-- Start of Dataset records --

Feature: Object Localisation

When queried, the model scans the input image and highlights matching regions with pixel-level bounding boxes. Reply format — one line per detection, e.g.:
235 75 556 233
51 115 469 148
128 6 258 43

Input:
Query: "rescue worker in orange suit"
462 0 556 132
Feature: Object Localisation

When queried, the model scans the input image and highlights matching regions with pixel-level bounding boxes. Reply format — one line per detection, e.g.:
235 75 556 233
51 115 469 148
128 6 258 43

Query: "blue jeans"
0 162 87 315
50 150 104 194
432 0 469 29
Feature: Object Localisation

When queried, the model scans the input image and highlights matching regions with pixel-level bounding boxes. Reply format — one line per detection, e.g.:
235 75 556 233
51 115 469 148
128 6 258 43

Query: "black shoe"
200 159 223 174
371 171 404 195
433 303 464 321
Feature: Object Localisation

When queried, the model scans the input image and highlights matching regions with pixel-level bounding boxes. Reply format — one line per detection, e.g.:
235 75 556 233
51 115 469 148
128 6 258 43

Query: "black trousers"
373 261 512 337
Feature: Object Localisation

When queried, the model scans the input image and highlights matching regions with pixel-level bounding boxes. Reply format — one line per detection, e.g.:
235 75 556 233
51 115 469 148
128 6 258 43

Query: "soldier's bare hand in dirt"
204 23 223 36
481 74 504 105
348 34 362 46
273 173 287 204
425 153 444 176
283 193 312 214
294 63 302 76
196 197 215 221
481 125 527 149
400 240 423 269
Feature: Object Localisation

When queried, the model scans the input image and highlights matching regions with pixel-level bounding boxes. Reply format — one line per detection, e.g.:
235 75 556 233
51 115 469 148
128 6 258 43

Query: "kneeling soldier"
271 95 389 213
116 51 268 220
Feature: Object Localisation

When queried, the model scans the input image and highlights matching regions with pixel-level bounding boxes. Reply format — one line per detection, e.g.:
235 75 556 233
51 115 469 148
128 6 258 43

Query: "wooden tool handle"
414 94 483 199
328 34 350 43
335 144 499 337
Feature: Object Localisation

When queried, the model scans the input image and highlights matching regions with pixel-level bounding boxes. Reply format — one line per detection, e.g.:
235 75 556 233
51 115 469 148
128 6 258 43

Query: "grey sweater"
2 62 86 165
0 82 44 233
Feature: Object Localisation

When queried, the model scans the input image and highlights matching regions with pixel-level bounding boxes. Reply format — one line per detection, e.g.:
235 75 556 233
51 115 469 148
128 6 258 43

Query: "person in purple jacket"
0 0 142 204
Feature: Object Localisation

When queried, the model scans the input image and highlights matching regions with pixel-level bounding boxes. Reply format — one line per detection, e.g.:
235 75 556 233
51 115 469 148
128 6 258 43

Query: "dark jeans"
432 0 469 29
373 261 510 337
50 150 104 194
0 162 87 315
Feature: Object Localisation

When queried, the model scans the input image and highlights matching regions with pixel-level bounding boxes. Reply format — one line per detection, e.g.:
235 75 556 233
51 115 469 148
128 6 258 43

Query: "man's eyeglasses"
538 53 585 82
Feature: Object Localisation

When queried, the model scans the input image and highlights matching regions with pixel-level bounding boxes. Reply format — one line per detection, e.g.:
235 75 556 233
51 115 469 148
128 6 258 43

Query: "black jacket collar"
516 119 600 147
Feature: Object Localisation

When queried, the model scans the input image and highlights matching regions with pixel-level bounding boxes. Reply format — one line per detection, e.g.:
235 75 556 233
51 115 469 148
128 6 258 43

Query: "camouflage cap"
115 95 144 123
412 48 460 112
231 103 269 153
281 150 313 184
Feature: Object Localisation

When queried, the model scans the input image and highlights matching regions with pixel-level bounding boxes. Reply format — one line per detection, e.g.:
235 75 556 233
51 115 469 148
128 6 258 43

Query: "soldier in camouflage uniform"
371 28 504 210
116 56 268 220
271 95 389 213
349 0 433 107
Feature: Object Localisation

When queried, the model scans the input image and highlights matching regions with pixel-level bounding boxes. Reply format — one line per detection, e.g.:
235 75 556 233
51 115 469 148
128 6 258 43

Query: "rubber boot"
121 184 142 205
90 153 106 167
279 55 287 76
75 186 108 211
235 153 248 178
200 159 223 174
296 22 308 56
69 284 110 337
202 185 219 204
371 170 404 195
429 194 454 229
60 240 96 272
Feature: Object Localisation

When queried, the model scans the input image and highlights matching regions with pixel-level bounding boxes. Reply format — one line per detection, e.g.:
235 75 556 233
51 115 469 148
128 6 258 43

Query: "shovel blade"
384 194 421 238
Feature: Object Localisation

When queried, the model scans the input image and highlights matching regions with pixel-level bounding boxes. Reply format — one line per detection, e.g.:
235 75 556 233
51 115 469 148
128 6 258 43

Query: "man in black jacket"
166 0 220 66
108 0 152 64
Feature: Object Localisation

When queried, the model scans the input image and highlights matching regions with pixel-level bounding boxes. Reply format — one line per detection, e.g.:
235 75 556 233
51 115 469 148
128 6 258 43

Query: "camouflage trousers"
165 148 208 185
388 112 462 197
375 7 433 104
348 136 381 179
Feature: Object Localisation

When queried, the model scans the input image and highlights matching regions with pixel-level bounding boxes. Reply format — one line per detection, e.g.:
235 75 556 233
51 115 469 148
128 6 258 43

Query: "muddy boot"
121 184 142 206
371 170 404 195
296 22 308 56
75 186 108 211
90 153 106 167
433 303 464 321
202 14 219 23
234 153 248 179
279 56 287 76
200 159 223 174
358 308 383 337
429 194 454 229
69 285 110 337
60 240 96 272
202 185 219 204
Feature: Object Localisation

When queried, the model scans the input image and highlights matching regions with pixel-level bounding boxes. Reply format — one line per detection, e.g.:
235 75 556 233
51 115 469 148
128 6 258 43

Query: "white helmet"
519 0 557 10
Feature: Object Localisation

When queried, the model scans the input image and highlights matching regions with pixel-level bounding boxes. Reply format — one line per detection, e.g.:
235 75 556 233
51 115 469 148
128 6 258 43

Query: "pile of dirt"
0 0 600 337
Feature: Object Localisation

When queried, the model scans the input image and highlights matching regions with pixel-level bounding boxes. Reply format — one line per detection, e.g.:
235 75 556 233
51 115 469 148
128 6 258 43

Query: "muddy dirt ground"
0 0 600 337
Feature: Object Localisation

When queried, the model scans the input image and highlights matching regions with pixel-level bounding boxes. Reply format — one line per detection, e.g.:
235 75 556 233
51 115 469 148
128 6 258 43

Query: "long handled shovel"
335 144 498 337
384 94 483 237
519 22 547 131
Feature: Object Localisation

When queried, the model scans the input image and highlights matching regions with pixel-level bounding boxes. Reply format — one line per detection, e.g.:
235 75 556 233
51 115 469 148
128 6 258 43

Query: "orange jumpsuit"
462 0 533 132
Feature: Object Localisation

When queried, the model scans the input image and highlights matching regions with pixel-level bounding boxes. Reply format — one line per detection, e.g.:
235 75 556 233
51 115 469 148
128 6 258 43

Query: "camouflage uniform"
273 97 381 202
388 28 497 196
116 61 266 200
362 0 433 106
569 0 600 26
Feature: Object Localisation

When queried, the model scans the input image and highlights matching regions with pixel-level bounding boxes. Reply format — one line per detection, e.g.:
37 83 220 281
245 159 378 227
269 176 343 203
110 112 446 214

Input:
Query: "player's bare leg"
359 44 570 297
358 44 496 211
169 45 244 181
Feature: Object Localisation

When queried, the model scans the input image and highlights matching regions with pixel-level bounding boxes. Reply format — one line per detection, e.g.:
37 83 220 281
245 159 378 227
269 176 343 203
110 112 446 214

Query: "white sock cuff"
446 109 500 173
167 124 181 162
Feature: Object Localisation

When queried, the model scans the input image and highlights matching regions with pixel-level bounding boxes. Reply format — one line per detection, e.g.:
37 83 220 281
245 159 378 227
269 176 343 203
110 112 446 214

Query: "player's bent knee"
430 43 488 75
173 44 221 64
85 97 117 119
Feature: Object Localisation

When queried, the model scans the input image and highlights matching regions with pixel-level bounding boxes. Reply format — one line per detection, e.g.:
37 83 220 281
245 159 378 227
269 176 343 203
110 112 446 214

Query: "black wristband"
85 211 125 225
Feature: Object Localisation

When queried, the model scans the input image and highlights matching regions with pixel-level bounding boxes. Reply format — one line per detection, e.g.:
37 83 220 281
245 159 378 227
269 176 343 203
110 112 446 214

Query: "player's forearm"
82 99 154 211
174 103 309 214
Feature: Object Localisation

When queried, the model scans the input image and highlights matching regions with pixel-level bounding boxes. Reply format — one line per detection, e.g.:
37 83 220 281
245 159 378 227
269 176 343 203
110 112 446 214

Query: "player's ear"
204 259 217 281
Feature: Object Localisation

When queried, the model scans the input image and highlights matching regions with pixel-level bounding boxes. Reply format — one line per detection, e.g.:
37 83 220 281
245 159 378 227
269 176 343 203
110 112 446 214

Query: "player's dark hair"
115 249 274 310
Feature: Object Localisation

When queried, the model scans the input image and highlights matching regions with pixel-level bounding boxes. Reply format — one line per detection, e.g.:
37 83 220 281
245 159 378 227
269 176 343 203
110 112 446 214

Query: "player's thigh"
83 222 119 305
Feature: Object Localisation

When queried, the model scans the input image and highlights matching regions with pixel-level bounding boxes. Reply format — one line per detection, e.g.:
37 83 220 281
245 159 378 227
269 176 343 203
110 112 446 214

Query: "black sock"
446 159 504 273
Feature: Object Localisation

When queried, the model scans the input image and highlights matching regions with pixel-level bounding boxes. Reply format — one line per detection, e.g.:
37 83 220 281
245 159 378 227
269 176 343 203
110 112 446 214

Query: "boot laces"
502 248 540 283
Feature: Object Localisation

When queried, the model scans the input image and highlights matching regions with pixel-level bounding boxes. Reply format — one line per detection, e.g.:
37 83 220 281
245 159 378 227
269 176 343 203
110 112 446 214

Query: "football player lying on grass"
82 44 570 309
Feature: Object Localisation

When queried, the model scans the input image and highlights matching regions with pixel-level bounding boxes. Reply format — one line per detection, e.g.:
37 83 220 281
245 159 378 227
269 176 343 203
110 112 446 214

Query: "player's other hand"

-- End of Dataset records --

**Task to complete**:
Extract every line of the items above that contains the word "soldier", and copy each one out in full.

**Written reply**:
Query: "soldier's bare hand in dirt"
Query: "kneeling soldier"
Query: "soldier in camouflage uniform"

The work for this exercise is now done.